--- start Document extract ---

10 min read
At the start of this series, we defined a ‘perfect’ sale as a fast, optimised sale, with the right buyers or investors, with the right terms and timing, minimal tax and fuss, and a rewarding onward journey. This article considers what we mean by a rewarding onward journey by looking at Earn-Outs, Wealth, Tax and the Next steps?
A ‘perfect’ sale for some business owners would be an outright exit, to take the money and sit on a beach. However, it should be noted that many sellers are favouring partial sales to private equity investors whereby they retain a stake in the business post-sale. This enables them to participate in the future growth of the company they founded, whilst diminishing their involvement over time. The retained stake can often provide an exceptional investment with the ability to triple its value. Some sellers are also opting to sell to their employees via trusts. These vendor-led transactions again facilitate a slow handover and best of all, they are currently 100% free of Capital Gains Tax (CGT).

--- end Document extract ---

## Problems and tasks
A – Please quote the article on selling a business word for word, between "10 min read" and "the Next steps?", inclusive.
B – Pick up the article on selling a business after its final sentence and keep writing it.

--- start Information supplied ---

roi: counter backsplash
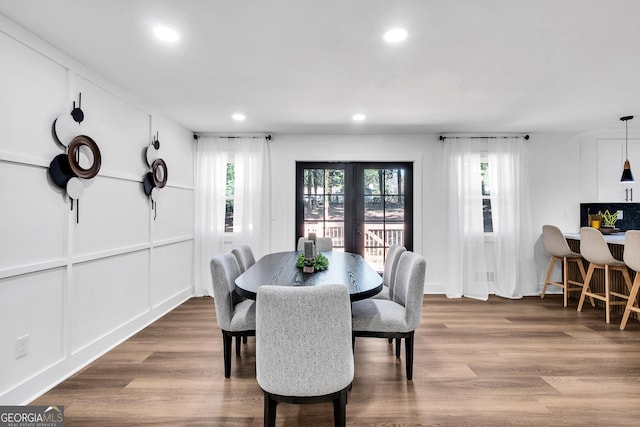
[580,203,640,231]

--- end Information supplied ---

## Responses to the tasks
A –
10 min read
At the start of this series, we defined a ‘perfect’ sale as a fast, optimised sale, with the right buyers or investors, with the right terms and timing, minimal tax and fuss, and a rewarding onward journey. This article considers what we mean by a rewarding onward journey by looking at Earn-Outs, Wealth, Tax and the Next steps?

B –
We need to understand how the proceeds on the sale of your company shares will be taxed. In recent years, the tax regime has been very benign on the capital gains on such sales with 10% levied on the first £10 million per executive shareholder. In March 2020, this changed to 20% on the total sale, although the first £1 million remains at 10% assuming you qualify for Entrepreneurs Relief.
With the requirement to raise revenue, CGT has been reviewed by the Office of Tax Simplification. Their report, which can be found on their website, suggests that CGT will be aligned with Income Tax at 40% with Entrepreneur’s Relief being replaced with a less generous retirement relief but what that percentage might be we do as yet know.
If they do change the tax regime, now is the time to accelerate your ‘perfect’ sale’ and start your rewarding onward journey. A big hike in taxes will fundamentally change the way people think about business sales for good. In recent times, the success of the entrepreneur has been the ability to build a business to create maximum shareholder value and then cash-in, as more wealth can be achieved in this way than out of future income. A change in taxes may discourage reinvestment for shareholder value, restrict growth, and make selling companies far less attractive. More likely it will simply drive executive shareholders offshore. Portugal, Italy, Guernsey and the Virgin Islands all have very favourable capital gains regimes – you need to live there for 5 years but can visit the UK for 90 days which under the 24-hour rule is almost 180 days.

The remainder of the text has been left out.